Toine and Paul are keeping this team alive, the others need to come alive.

Ricky will need to shoot good shots, shoot more, and let Banks play point. 4 TO's already?

Also, the Pacers will cool down from those ridiculous 3s.


----------



## Turkish Delight (Mar 17, 2004)

Reggie Miller with 18 points and is 6/9 in the first half. The Celtics are going to have to try slowing him down in the 2nd half.


----------



## Turkish Delight (Mar 17, 2004)

The Celtics weren't able to get their up tempo game going in the first half. That's something that they'll definately try to change in the 2nd half.


----------



## Turkish Delight (Mar 17, 2004)

The Celtics have dominated the Pacers on the glass. They're outrebounding them 21 to 14 right now.
Also they have 9 offensive rebounds in this game already.


----------



## TONYALLEN42 (Jan 24, 2005)

pierce hits both FT's


----------



## Premier (Oct 30, 2003)

Play of the game candidate:

Pierce, *no-look*, to Gary Payton under the basket for the wide open layup.


----------



## TONYALLEN42 (Jan 24, 2005)

Tony Allen With A Huuuuge Put Back!!!!!


----------



## TONYALLEN42 (Jan 24, 2005)

god damn it they need to double team reggie miller


----------



## Premier (Oct 30, 2003)
====
◆ **Exercises to complete**
- 1) Translate this sentence from the basketball forum thread into Spanish: "The Celtics have dominated the Pacers on the glass."
- 2) Count the lines of the records that contain the word "concrete". Reply with the number only.
The records are unrelated to the forum thread.

◆ **Data lines**
====
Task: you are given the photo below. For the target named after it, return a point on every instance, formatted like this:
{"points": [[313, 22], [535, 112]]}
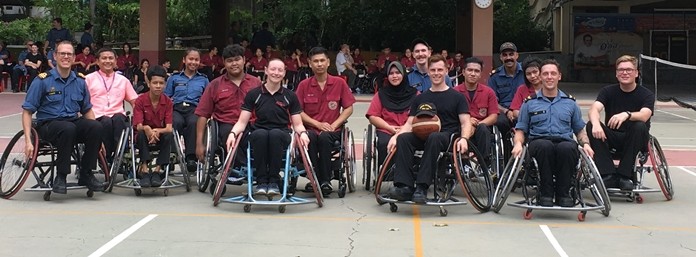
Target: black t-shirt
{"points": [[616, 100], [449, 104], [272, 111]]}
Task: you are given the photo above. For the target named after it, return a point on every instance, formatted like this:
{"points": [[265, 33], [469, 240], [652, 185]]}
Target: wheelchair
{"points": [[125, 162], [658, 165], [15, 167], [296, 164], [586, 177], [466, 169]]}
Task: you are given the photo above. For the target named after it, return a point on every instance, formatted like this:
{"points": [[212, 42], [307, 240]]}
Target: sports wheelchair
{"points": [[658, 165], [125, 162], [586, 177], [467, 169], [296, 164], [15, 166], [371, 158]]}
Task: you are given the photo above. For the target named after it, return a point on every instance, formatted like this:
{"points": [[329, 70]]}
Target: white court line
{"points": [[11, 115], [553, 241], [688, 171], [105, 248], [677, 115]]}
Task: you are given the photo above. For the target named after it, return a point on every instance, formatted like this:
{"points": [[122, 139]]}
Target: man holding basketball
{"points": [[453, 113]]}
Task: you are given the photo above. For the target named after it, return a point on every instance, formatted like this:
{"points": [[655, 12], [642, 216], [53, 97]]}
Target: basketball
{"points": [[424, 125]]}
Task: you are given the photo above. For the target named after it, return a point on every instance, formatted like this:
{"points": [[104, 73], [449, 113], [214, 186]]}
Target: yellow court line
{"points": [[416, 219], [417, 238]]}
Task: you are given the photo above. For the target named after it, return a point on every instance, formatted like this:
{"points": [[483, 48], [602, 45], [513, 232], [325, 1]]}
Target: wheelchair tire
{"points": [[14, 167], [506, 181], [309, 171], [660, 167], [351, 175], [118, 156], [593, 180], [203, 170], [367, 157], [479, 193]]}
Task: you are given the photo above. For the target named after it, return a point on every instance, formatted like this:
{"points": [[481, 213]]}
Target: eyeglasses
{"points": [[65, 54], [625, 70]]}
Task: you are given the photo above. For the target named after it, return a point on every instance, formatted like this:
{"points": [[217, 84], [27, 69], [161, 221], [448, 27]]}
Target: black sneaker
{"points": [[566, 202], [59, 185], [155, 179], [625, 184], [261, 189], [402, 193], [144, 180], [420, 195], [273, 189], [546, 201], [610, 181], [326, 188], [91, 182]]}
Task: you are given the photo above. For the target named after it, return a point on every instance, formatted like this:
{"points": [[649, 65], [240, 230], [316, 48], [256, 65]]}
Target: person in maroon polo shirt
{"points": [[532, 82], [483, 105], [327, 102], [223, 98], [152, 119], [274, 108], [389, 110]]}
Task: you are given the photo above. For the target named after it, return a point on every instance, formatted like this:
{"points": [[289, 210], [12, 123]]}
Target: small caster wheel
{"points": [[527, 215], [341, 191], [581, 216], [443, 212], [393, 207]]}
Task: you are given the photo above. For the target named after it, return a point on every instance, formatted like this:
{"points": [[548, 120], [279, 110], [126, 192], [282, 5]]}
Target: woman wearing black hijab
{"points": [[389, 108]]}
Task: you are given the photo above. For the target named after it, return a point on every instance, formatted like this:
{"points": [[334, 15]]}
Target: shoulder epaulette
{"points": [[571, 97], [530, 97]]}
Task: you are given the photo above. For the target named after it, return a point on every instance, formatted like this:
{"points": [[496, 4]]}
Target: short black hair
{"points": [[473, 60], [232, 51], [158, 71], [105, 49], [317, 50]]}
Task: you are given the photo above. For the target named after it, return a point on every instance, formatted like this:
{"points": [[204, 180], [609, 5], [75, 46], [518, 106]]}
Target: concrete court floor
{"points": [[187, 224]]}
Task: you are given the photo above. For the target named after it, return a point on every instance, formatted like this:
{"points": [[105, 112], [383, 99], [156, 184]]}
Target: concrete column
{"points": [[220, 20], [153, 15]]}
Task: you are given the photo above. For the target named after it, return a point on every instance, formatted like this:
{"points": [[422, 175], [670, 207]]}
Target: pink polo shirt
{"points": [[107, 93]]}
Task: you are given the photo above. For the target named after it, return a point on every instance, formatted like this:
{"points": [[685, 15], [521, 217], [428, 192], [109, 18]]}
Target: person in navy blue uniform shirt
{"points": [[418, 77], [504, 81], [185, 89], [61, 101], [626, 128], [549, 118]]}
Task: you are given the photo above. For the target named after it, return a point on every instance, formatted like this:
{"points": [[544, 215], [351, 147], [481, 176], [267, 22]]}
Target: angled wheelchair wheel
====
◆ **In response**
- 1) Los Celtics han dominado a los Pacers en los rebotes.

- 2) 2